- [Challenge A]:
Pick out every line in the records below that contains the word "lamp", and copy each of those lines.

-- Begin Document text --

One other oddity is that the thwarted boy candidates have got rather less to whinge about than their Labour equivalents. Labour has a couple of month long selection processes, a dislike of perceived carpet-baggers hawking themselves round the country to multiple seats until they get one (and a vigorous range of diary columnists prepared to mock anyone who does, as Shahid Malik experienced at the hands of the Guardian in the run-up to 2005 and to his credit toughed it out), and there is a propensity for CLPs to vote for local heroes rather than national party celebrities. This means that if you are a bloke in the Labour Party who wants to be an MP you usually get just one shot at selection in one seat in each four year cycle, and if the seat you are connected to or have been working on gets made an AWS by the NEC Org Sub, bad luck, you are very unlikely to be a candidate in that election. This is in contrast to the Tory Party where it is considered totally acceptable, rather than laughable, to apply for literally every winnable seat that comes up with no reference to local connections, be shortlisted in dozens before you win one, fight more than one at once and indeed in one famous case hust in two constituency selections on the same day, travelling between the two by helicopter! So a few AWSs won't stop the aggrieved Tory boys eventually gracing the green benches.

-- End Document text --

- [Challenge B]:
Reproduce the entire passage above on Labour and Tory candidate selection, word for word.

-- Begin Data for this exercise --

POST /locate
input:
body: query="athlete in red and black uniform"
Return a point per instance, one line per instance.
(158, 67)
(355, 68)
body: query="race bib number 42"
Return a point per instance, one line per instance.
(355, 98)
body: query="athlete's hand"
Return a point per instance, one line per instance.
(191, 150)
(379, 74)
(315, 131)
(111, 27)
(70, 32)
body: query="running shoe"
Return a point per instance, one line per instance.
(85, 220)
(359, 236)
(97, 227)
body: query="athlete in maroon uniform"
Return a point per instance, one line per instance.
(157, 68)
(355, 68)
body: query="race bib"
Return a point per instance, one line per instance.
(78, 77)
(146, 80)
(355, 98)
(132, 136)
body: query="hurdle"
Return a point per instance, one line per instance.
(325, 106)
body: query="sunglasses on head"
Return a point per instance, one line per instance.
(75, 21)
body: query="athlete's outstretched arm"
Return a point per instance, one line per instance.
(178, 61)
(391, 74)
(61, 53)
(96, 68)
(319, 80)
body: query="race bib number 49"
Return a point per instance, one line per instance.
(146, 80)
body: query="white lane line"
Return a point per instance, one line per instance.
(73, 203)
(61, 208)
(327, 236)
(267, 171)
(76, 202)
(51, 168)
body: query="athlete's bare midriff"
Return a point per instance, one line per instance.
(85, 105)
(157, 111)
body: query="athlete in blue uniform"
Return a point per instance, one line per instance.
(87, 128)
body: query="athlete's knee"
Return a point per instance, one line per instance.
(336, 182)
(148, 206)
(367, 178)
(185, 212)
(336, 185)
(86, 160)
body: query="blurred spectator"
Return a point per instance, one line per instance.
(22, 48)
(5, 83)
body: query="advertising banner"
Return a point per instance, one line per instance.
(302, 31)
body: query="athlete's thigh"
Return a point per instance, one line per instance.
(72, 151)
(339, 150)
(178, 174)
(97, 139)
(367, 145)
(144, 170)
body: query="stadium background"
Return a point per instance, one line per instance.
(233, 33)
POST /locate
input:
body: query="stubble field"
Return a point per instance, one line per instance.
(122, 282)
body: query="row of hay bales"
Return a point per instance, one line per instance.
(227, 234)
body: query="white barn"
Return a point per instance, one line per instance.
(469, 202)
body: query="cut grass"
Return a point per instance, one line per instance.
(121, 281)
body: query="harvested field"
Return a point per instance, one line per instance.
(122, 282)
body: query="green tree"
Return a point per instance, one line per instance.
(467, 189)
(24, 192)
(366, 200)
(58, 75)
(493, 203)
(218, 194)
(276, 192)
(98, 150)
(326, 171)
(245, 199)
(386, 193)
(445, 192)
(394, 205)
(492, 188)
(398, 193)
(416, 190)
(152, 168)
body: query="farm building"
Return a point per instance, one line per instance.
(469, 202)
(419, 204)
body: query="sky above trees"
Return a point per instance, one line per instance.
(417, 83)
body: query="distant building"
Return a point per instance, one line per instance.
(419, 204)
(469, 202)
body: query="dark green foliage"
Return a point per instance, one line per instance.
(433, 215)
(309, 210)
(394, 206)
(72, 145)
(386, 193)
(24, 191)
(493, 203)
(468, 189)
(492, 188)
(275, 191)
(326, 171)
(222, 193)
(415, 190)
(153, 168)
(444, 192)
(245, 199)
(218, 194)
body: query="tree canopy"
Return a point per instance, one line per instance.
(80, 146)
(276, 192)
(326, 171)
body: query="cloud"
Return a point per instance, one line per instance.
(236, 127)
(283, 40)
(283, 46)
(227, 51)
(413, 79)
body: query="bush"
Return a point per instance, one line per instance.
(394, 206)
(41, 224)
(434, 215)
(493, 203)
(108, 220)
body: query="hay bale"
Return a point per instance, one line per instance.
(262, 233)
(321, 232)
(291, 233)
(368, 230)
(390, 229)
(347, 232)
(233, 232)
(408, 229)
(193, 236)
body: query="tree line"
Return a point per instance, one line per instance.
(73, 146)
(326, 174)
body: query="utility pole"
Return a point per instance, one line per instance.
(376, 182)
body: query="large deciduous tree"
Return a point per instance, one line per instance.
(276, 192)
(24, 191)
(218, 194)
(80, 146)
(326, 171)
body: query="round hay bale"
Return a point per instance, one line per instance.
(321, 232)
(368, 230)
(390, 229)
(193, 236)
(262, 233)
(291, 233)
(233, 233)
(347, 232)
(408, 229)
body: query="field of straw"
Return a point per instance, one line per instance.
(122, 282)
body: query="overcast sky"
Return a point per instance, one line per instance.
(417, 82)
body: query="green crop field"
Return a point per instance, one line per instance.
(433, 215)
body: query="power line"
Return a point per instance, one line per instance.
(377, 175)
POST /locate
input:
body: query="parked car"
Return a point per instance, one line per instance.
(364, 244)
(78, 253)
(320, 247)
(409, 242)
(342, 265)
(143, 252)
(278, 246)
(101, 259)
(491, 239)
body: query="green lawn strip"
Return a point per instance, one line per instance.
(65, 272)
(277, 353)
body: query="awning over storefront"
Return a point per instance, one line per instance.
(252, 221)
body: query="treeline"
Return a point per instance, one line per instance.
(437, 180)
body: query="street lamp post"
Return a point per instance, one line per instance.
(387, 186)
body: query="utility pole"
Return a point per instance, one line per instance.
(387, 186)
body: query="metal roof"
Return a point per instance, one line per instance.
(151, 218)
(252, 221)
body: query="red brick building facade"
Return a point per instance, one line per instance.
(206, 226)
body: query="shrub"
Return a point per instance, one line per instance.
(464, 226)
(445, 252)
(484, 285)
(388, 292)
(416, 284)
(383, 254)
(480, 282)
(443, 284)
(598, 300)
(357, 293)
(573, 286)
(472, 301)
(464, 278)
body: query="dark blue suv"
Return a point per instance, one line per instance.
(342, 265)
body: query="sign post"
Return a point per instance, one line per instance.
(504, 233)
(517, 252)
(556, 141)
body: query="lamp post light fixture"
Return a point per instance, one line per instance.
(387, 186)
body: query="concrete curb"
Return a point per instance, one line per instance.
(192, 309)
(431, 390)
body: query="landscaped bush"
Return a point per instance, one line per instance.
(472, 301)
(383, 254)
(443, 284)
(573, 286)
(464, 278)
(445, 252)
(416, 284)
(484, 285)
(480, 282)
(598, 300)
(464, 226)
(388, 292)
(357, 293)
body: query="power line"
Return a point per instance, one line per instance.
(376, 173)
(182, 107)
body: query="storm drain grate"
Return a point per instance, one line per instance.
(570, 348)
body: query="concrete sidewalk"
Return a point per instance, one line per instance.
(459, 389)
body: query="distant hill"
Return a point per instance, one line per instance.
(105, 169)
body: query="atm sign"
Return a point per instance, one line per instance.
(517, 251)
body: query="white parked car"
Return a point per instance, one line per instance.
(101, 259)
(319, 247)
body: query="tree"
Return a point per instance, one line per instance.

-- End Data for this exercise --

- [Exercise response A]:
body: query="street lamp post"
body: query="lamp post light fixture"

- [Exercise response B]:
One other oddity is that the thwarted boy candidates have got rather less to whinge about than their Labour equivalents. Labour has a couple of month long selection processes, a dislike of perceived carpet-baggers hawking themselves round the country to multiple seats until they get one (and a vigorous range of diary columnists prepared to mock anyone who does, as Shahid Malik experienced at the hands of the Guardian in the run-up to 2005 and to his credit toughed it out), and there is a propensity for CLPs to vote for local heroes rather than national party celebrities. This means that if you are a bloke in the Labour Party who wants to be an MP you usually get just one shot at selection in one seat in each four year cycle, and if the seat you are connected to or have been working on gets made an AWS by the NEC Org Sub, bad luck, you are very unlikely to be a candidate in that election. This is in contrast to the Tory Party where it is considered totally acceptable, rather than laughable, to apply for literally every winnable seat that comes up with no reference to local connections, be shortlisted in dozens before you win one, fight more than one at once and indeed in one famous case hust in two constituency selections on the same day, travelling between the two by helicopter! So a few AWSs won't stop the aggrieved Tory boys eventually gracing the green benches.